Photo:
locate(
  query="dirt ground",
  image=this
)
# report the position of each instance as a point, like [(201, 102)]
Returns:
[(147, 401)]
☆ ☆ ☆ ☆ ☆ ☆ ☆
◆ Exercise directions ◆
Rewrite every line of the records above, requests included, and shift each point coordinate in the answers up by 149.

◆ Response to the exercise ◆
Photo:
locate(
  query="dirt ground",
  image=this
)
# report the position of each instance as a point, like [(201, 102)]
Returns:
[(296, 550)]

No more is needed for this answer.